STORED ROWS »
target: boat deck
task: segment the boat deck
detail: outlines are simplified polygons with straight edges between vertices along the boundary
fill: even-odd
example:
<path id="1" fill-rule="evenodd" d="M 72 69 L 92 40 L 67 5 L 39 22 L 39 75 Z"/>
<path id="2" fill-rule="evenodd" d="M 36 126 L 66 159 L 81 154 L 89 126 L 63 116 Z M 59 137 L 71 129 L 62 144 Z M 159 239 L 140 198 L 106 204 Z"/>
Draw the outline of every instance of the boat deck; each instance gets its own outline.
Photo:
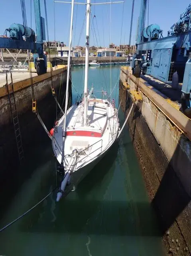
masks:
<path id="1" fill-rule="evenodd" d="M 107 100 L 89 100 L 89 124 L 85 126 L 82 125 L 83 109 L 82 103 L 78 106 L 73 105 L 68 110 L 67 117 L 67 136 L 65 147 L 66 159 L 70 162 L 70 158 L 75 149 L 85 154 L 79 154 L 77 169 L 106 151 L 115 139 L 118 128 L 117 111 Z M 59 121 L 57 132 L 54 133 L 53 140 L 55 153 L 60 163 L 63 120 L 64 116 Z"/>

TASK »
Copy the records above word for word, leaving out the picture.

WRITTEN SOLUTION »
target: boat deck
task: segment the boat deck
detail: outlines are simplified polygons with straight edges between vertices along the boundary
fill: even-odd
example:
<path id="1" fill-rule="evenodd" d="M 72 69 L 92 40 L 67 5 L 39 22 L 39 75 Z"/>
<path id="2" fill-rule="evenodd" d="M 36 126 L 66 159 L 81 154 L 89 126 L 63 116 Z M 59 137 L 71 129 L 62 144 Z M 159 239 L 140 198 L 106 204 Z"/>
Draw the outline of every instance of the boat deck; each instance gets its own outline.
Photo:
masks:
<path id="1" fill-rule="evenodd" d="M 107 100 L 89 100 L 89 124 L 85 126 L 82 125 L 83 109 L 82 103 L 78 106 L 73 105 L 68 110 L 67 117 L 67 136 L 65 147 L 66 159 L 70 162 L 70 158 L 75 149 L 85 154 L 79 154 L 77 169 L 106 151 L 115 139 L 118 128 L 117 111 Z M 59 121 L 57 132 L 54 133 L 53 140 L 55 153 L 60 163 L 63 120 L 64 116 Z"/>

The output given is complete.